— Start PASSAGE SHOWN —

[avr-chat] Re: EEprom Read on Tiny13

[Wouter van Gulik]

> Date: Mon, 22 Oct 2007 09:47:02 +0200
> From: Robert von Knobloch <address@hidden>
> Subject: [avr-chat] EEprom Read on Tiny13
> To: address@hidden
> Message-ID: <address@hidden>
> Content-Type: text/plain; charset=UTF-8
>
> I have solved my problem reading the EEPROM. Here is the answer in case
> it helps anyone.
> The library functions, defined in "avr-libc-1.4.6/libc/misc/eeprom.S"
> always write a 16-Bit address to the EEAR register. This is expressly
> forbidden in the Tiny13 datasheet and is the cause of my problems.
> My solution was to edit eeprom.S and recompile avr-libc with the
> following amendments (starred):
>
>   
This breaks the current eeprom indeed.
However I don see a reason why we need the EEARH to be explicitly 
defined? Unless it's undefined by mistake.
> ........
> #define _EELABEL(x) CONCAT1(__,CONCAT1(x, CONCAT1
> (_,__EEPROM_REG_LOCATIONS__)))

— End PASSAGE SHOWN —
— Start GIVEN RECORDS —

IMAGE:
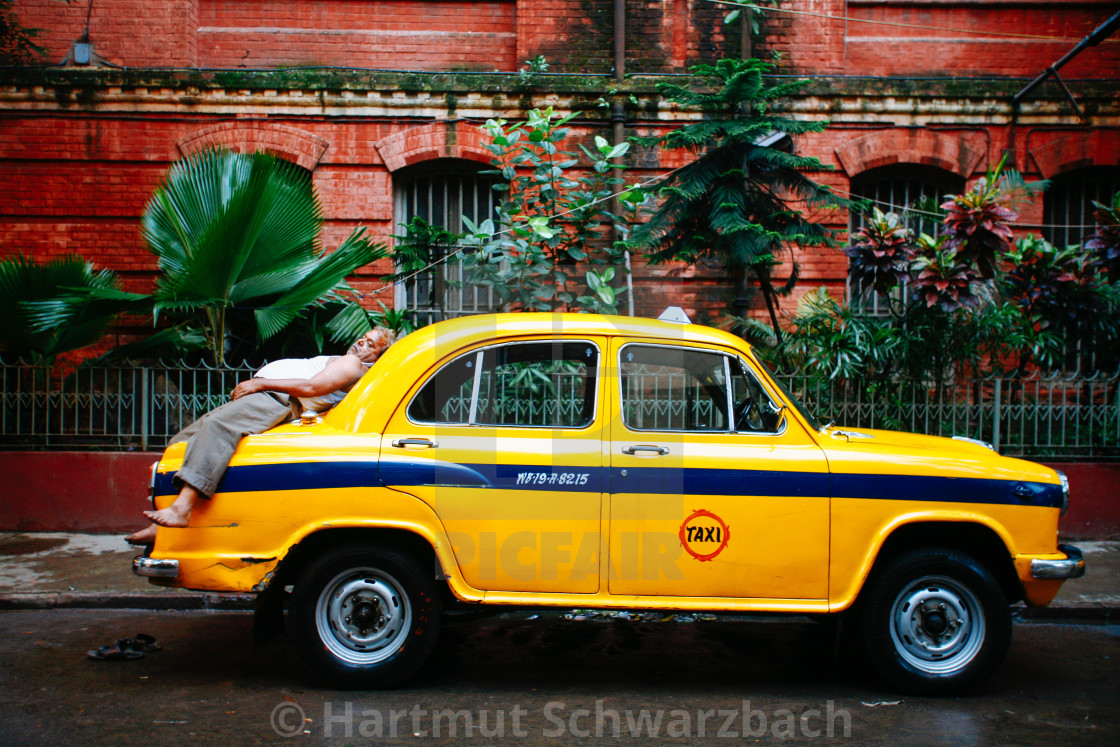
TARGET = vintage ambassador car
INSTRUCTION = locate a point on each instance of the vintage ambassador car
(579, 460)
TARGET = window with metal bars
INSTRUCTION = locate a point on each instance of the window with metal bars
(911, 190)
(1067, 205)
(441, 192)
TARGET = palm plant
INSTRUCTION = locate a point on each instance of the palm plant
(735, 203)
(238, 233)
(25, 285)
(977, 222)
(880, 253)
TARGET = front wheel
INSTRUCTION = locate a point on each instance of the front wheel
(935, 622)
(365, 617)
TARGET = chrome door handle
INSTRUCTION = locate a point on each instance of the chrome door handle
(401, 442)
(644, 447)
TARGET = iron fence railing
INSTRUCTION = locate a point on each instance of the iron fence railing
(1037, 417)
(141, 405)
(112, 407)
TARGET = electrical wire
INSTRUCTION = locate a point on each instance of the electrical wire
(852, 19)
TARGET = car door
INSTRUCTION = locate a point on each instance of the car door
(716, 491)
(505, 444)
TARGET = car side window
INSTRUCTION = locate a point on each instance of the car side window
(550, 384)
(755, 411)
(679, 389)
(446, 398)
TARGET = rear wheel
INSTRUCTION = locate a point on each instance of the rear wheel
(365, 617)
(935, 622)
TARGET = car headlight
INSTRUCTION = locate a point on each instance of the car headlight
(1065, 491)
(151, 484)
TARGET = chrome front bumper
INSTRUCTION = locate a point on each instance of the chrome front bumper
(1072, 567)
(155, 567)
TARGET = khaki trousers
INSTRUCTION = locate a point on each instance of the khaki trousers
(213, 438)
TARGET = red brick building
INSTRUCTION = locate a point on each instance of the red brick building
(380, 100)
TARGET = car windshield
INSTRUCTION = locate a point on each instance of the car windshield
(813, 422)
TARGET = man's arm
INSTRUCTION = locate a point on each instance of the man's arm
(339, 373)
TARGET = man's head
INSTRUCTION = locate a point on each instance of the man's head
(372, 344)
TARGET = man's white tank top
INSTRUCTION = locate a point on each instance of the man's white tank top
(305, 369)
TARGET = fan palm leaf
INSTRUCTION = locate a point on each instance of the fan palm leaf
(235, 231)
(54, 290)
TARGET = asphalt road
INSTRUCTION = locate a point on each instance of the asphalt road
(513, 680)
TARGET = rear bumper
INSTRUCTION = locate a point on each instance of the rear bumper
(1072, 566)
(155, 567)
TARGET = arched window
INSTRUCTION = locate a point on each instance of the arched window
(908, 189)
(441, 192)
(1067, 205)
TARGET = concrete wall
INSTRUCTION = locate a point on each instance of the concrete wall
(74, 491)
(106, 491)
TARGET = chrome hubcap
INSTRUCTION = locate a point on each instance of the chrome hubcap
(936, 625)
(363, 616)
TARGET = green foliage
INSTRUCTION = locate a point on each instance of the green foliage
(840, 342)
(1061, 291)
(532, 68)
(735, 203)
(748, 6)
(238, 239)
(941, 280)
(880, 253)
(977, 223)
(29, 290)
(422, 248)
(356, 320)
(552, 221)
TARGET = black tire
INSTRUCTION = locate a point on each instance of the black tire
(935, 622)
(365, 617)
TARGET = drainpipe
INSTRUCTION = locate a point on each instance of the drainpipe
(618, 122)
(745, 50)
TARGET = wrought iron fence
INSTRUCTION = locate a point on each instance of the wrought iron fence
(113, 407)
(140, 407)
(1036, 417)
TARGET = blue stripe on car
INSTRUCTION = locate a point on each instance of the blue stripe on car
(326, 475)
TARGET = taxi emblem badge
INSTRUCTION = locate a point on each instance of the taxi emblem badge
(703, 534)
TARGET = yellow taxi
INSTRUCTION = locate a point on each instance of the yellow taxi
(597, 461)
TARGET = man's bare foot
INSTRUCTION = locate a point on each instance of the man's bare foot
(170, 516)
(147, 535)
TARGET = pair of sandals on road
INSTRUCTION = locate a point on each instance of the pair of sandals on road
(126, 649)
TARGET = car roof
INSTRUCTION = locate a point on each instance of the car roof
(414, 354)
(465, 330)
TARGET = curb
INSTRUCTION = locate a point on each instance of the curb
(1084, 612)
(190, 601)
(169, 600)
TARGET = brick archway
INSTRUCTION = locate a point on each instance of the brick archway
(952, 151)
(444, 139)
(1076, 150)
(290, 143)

— End GIVEN RECORDS —

#### SHORT EXERCISE 1
In the EEPROM thread, what do the library functions in eeprom.S always write to the EEAR register?
#### SHORT EXERCISE 2
Reproduce everything in the EEPROM thread from "[avr-chat] Re: EEprom" down to "it helps anyone.", word for word.

#### CORRECT ANSWER 1
A 16-bit address.

#### CORRECT ANSWER 2
[avr-chat] Re: EEprom Read on Tiny13

[Wouter van Gulik]

> Date: Mon, 22 Oct 2007 09:47:02 +0200
> From: Robert von Knobloch <address@hidden>
> Subject: [avr-chat] EEprom Read on Tiny13
> To: address@hidden
> Message-ID: <address@hidden>
> Content-Type: text/plain; charset=UTF-8
>
> I have solved my problem reading the EEPROM. Here is the answer in case
> it helps anyone.